PROBLEM 1:
Arrange the listing as a two-column CSV with the headers request and points, one row per request, starting at the beginning of the listing and ending at the line containing "point(303, 82)". Put each request's text and its answer in their own quoted fields, with line breaks turned into spaces.

PAGE EXCERPT:
──────────────────────────────
PRESERVATION PROJECTS:

Schools

A BRIEF HISTORY OF EDUCATION IN OUR TOWN

The earliest settlers in Middletown likely schooled their children in one another’s homes before constructing simple one-room log schools. They were usually located 3 miles apart, ‘easy’ walking distance, and were rebuilt and improved as needed.

Schoolhouses were typically also used for religious services and ceremonies, as well as Sunday School.

In 1814, only 4 of 19 Districts in the Town held school, and then only for 3 months. District 15 – Clark’s Factory (Dunraven) had 59 students that year. In 1836, District 8 (Clovesville) taught 99 of 110 school-age children. Both these districts had large tanneries and other industries that made them population centers.

Children attended from about age 6 to perhaps 15 (Grades 1-8). Instruction was offered in two terms, summer and winter, when older boys would usually attend since they were needed on the farm in the warmer months.

Teachers were often barely older than their oldest students, having had at least some secondary schooling or, later, a year at a “Normal School” (teacher training program; Margaretville offered such a program).

The era of the one-room school came to a close with the movement to centralize in the 1930s. Some continued for several years for primary grade students, but eventually, all one-room schools either burned, fell or were torn down, or were converted to residences and hunting camps.

OUR PROJECT

One-room school houses, once as common as barns in our rural locale, have all but disappeared in the decades since they were abandoned in the move to larger centralized school districts. In 2019, HSM undertook a project to collect photographs, first-person accounts from former students and teachers, school souvenirs, lesson books and other materials. We also scanned official records and correspondence archived at the NYS Archives in Albany and Delaware County Clerk’s Office in Delhi.

The result was a folder of information on each of 30 districts that operated within Middletown and in the surrounding area. Also researched were the graded schools of Arkville, Margaretville and Fleischmanns, the latter operating as an independent district until 1968 when its students joined Margaretville Central School, which had centralized in 1939.

An exhibit on early education in Middletown was mounted at the Cauliflower Festival in 2021. Photos and documents from that exhibit are posted here.

SCHOOLS IN MIDDLETOWN AND VICINITY (30)

District Numbers changed as schools merged, were deactivated, relocated or redesignated.

Margaretville/
Arkville/Halcottsville/
Dry Brook/Denver area

 

  • #17 Margaretville
  • #20 Arkville
  • #2, 26, 18 Kelly Corners
  • #3 Hubbell Hill
  • #1 Bragg Hollow
  • #16 Austin’s Bridge (aka Hoffmans Corners)
──────────────────────────────
PROBLEM 2:
According to the history of Middletown schools, in what year did Margaretville Central School centralize?

RECORDS FOR THIS EXERCISE:
──────────────────────────────
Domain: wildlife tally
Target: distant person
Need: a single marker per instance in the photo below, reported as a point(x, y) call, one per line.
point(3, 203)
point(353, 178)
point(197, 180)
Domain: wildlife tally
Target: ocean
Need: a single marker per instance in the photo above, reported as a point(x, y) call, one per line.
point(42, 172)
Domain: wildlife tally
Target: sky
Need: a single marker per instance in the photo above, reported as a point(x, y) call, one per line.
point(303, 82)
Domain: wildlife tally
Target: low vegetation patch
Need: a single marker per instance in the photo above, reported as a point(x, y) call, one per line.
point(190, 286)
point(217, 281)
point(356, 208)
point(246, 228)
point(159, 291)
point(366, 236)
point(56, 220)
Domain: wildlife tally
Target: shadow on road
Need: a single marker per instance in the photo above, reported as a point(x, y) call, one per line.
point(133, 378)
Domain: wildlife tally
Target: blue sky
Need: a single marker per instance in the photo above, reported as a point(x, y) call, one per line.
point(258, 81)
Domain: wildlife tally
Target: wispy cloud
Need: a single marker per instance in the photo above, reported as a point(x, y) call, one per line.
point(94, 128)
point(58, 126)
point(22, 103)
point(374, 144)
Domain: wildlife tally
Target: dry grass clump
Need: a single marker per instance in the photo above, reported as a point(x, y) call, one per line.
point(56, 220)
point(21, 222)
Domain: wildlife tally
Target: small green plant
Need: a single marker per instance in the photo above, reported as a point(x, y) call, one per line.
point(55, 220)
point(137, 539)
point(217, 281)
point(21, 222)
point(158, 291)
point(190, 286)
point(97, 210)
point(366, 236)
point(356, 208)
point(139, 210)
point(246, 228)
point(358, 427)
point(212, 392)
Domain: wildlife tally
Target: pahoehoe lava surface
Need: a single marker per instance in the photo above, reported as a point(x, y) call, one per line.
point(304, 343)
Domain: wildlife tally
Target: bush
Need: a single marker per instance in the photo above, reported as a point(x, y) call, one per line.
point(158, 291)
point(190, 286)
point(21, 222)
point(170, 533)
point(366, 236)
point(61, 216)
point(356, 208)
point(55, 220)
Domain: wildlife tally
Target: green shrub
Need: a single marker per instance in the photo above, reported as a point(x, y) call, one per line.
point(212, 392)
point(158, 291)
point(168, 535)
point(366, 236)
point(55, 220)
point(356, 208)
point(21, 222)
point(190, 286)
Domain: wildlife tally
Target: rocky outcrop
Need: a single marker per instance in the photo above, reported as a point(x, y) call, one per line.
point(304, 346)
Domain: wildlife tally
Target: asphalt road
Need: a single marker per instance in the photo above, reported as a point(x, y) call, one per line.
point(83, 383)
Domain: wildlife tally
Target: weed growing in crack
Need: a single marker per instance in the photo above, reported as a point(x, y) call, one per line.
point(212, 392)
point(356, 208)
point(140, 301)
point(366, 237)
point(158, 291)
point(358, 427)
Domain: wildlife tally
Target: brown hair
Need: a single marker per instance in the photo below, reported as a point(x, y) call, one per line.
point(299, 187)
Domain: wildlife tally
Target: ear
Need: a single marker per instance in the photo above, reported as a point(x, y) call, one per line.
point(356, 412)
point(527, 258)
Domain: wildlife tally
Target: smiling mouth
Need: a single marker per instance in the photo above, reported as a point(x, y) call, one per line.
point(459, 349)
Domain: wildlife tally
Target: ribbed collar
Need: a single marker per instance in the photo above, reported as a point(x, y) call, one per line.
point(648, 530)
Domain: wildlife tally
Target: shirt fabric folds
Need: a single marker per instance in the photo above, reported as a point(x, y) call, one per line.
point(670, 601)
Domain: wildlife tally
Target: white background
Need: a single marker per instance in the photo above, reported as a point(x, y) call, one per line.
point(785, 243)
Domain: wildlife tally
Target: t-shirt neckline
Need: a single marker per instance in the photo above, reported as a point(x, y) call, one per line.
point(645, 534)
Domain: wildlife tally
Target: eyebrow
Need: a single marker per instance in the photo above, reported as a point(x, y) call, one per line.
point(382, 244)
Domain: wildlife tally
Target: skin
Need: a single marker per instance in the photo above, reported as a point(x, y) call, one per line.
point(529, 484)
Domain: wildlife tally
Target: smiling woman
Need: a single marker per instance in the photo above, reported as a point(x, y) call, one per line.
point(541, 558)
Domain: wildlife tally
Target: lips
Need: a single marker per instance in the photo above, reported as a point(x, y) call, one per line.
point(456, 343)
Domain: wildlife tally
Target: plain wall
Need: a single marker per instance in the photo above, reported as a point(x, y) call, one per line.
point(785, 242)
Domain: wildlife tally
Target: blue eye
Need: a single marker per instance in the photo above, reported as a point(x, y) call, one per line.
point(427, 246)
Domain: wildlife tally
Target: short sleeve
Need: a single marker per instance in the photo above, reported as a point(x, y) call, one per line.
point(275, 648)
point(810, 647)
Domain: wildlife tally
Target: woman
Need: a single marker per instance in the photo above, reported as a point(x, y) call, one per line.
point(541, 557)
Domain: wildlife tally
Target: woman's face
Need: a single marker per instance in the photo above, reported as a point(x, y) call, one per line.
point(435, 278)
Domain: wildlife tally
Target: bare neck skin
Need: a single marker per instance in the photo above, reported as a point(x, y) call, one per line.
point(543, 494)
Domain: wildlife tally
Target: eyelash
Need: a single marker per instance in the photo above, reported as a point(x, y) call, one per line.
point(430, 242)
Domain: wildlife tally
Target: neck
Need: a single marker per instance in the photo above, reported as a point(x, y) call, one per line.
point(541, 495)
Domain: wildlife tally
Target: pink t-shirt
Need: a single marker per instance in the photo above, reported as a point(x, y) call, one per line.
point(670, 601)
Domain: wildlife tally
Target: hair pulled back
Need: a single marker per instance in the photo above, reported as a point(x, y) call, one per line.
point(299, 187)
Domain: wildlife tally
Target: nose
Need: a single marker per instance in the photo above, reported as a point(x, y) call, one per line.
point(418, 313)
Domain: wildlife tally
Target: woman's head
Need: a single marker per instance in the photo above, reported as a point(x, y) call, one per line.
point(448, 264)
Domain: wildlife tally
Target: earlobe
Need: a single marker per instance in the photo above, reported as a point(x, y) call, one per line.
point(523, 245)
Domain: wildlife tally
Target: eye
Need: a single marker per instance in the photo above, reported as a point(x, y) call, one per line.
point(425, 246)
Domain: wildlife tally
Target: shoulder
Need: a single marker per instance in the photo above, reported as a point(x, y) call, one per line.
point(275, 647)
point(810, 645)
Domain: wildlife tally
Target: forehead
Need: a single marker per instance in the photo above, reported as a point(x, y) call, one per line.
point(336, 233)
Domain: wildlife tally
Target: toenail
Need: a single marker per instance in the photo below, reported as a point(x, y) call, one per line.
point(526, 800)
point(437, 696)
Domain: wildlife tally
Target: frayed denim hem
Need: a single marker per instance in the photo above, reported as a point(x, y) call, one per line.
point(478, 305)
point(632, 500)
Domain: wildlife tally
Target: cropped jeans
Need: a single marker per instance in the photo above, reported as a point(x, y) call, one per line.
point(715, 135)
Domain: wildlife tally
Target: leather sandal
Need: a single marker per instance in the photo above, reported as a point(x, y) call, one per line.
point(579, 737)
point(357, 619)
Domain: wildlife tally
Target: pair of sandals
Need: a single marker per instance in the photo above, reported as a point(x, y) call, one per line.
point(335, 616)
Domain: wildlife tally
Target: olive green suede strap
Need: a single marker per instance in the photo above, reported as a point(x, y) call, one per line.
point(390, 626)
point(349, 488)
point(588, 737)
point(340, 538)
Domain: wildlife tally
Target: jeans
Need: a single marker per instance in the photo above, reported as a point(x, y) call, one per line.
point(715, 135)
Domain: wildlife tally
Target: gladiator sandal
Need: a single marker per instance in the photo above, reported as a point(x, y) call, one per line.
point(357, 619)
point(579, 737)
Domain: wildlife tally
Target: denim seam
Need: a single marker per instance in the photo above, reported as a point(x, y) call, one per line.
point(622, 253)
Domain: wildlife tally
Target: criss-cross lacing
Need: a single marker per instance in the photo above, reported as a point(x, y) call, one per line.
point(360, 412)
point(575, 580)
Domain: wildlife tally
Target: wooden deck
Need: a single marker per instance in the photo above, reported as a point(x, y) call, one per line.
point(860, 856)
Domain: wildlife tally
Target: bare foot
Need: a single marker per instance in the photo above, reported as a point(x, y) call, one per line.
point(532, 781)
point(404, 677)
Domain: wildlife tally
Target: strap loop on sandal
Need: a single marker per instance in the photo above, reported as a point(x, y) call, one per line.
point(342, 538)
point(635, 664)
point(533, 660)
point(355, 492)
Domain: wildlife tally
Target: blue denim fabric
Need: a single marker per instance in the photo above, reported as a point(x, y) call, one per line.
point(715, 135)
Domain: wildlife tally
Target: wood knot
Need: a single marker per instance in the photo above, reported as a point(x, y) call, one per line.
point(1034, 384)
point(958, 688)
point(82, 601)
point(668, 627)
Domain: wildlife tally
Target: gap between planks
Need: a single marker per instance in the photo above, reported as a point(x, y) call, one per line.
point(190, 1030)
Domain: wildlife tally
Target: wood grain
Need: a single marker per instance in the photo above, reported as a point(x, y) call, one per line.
──────────────────────────────
WORKED SOLUTION 1:
request,points
"Domain: wildlife tally Target: distant person Need: a single marker per instance in the photo below, reported as a point(x, y) call, one per line.","point(3, 203) point(353, 178) point(197, 180)"
"Domain: wildlife tally Target: ocean Need: a single marker per instance in the photo above, reported as a point(x, y) call, one per line.","point(42, 172)"
"Domain: wildlife tally Target: sky Need: a single marker per instance in the photo above, reported as a point(x, y) call, one per line.","point(303, 82)"

WORKED SOLUTION 2:
1939